━━ SUPPLIED DATA
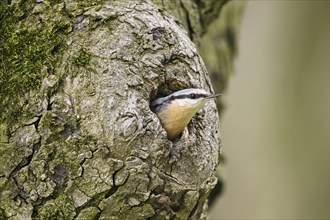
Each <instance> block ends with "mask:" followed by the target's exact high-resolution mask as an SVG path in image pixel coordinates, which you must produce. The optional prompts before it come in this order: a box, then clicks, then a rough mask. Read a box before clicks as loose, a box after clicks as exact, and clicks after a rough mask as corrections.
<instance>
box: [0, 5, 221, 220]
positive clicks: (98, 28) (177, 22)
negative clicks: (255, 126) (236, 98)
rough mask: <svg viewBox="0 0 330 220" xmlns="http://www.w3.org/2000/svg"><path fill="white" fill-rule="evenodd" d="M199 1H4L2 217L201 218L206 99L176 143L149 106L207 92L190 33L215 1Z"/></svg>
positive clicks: (1, 162) (2, 47)
mask: <svg viewBox="0 0 330 220" xmlns="http://www.w3.org/2000/svg"><path fill="white" fill-rule="evenodd" d="M219 2H220V3H219ZM204 3H205V4H204ZM204 3H203V1H196V2H190V1H169V2H165V1H161V2H160V1H155V2H154V3H152V2H149V1H99V2H95V1H91V2H88V1H86V2H85V3H78V2H76V1H71V0H67V1H65V2H61V1H37V2H34V1H8V2H2V3H1V5H0V9H1V12H2V13H1V15H0V19H1V20H0V21H1V31H0V39H1V46H0V52H1V57H0V59H1V60H0V63H1V64H0V65H1V66H0V67H1V72H0V77H1V81H0V92H1V93H0V94H1V102H0V108H1V115H0V120H1V124H0V145H1V146H0V196H1V200H0V217H1V218H4V217H9V218H12V219H31V218H38V219H73V218H76V219H97V218H101V219H146V218H152V219H169V218H177V219H188V218H191V219H200V218H205V216H206V208H207V203H206V201H207V197H208V195H209V193H210V190H211V189H212V188H213V187H214V185H215V183H216V178H215V175H214V170H215V168H216V166H217V164H218V158H219V148H220V137H219V135H220V134H219V119H218V114H217V110H216V106H215V103H214V102H213V103H208V104H207V105H206V107H205V108H203V109H202V110H201V111H199V113H198V114H197V115H196V117H194V118H193V120H192V121H191V123H190V124H189V126H188V128H187V129H186V131H185V132H184V133H183V135H182V138H181V139H180V140H179V141H177V142H175V143H173V142H171V141H169V140H167V138H166V133H165V131H164V130H163V129H162V127H161V125H160V122H159V120H158V118H157V116H156V115H155V114H154V113H153V112H151V110H150V108H149V104H150V101H152V100H153V99H154V98H156V97H158V96H162V95H167V94H169V93H172V92H174V91H177V90H180V89H183V88H188V87H197V88H203V89H205V90H207V91H212V88H211V83H210V79H209V76H208V73H207V71H206V69H205V66H204V64H203V61H202V59H201V57H200V56H199V54H198V52H197V50H196V48H195V46H194V44H193V43H192V41H191V39H190V38H189V36H190V37H191V38H192V39H193V40H195V41H197V39H198V37H200V36H201V35H202V33H203V30H204V25H205V24H206V23H208V22H209V21H210V20H211V18H212V17H213V16H215V14H217V12H218V11H219V10H220V8H221V7H220V6H221V5H222V4H223V2H221V1H215V2H214V3H212V4H214V5H212V4H210V5H209V1H205V2H204ZM176 6H178V7H177V8H176ZM213 6H217V7H213ZM168 7H170V8H168ZM171 7H173V8H171ZM197 9H198V10H197ZM206 9H208V10H209V11H210V10H211V12H212V13H205V12H204V11H203V10H206ZM212 10H215V11H212ZM193 11H196V16H190V13H191V12H193ZM188 12H189V13H188ZM169 13H173V15H174V16H177V18H178V19H180V17H182V16H183V17H184V18H185V19H184V20H183V23H184V24H186V27H187V29H188V34H187V33H186V31H185V30H184V28H183V27H182V26H181V25H180V21H179V20H176V19H175V18H174V17H173V16H172V15H170V14H169ZM189 16H190V17H189ZM191 18H194V19H196V21H192V20H191Z"/></svg>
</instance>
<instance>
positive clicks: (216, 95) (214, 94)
mask: <svg viewBox="0 0 330 220" xmlns="http://www.w3.org/2000/svg"><path fill="white" fill-rule="evenodd" d="M221 95H222V94H211V95H208V96H206V97H205V99H213V98H216V97H218V96H221Z"/></svg>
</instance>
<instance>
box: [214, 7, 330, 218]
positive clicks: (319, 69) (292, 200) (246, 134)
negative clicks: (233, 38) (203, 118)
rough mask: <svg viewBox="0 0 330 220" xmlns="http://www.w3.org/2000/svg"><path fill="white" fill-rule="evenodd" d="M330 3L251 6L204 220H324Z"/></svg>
mask: <svg viewBox="0 0 330 220" xmlns="http://www.w3.org/2000/svg"><path fill="white" fill-rule="evenodd" d="M329 8H330V6H329V1H249V2H248V3H247V5H246V9H245V13H244V16H243V20H242V24H241V28H240V35H239V42H238V44H239V47H238V48H239V54H238V57H237V59H236V63H235V68H234V75H233V76H232V77H231V79H230V80H229V85H228V89H227V91H226V92H225V95H224V97H223V100H224V102H225V106H226V109H225V110H224V111H223V114H222V123H221V130H222V138H223V153H224V155H225V157H226V166H225V167H226V169H225V173H222V175H224V176H225V180H226V181H225V182H226V185H225V188H224V192H223V194H222V196H221V197H220V198H219V199H218V200H217V202H216V204H215V205H214V207H213V208H212V210H210V215H209V219H329V60H330V57H329Z"/></svg>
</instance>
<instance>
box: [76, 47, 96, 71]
mask: <svg viewBox="0 0 330 220" xmlns="http://www.w3.org/2000/svg"><path fill="white" fill-rule="evenodd" d="M91 59H92V55H91V54H90V52H89V51H88V50H87V49H86V48H81V49H80V50H79V53H78V56H77V57H75V59H74V62H75V64H76V65H77V66H83V67H85V66H87V65H88V64H89V63H90V61H91Z"/></svg>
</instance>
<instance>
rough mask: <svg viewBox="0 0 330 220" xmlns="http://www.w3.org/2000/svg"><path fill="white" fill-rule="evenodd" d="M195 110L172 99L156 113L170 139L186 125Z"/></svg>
mask: <svg viewBox="0 0 330 220" xmlns="http://www.w3.org/2000/svg"><path fill="white" fill-rule="evenodd" d="M195 113H196V111H189V110H187V109H186V108H185V107H182V106H179V105H178V104H177V103H176V101H173V102H172V103H171V105H170V106H168V107H167V109H166V110H165V111H163V112H161V113H159V114H158V116H159V118H160V121H161V124H162V126H163V127H164V129H165V130H166V132H167V137H168V139H170V140H173V139H175V138H176V137H177V136H179V135H180V133H181V132H182V131H183V129H184V128H185V127H186V126H187V125H188V123H189V121H190V119H191V118H192V117H193V116H194V114H195Z"/></svg>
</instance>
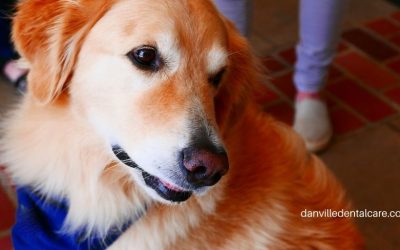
━━━━
PROBLEM DESCRIPTION:
Could you copy out every line in the listing where the word "negative" appears?

THE ANSWER:
negative clicks: (255, 126) (236, 98)
negative clicks: (233, 38) (203, 118)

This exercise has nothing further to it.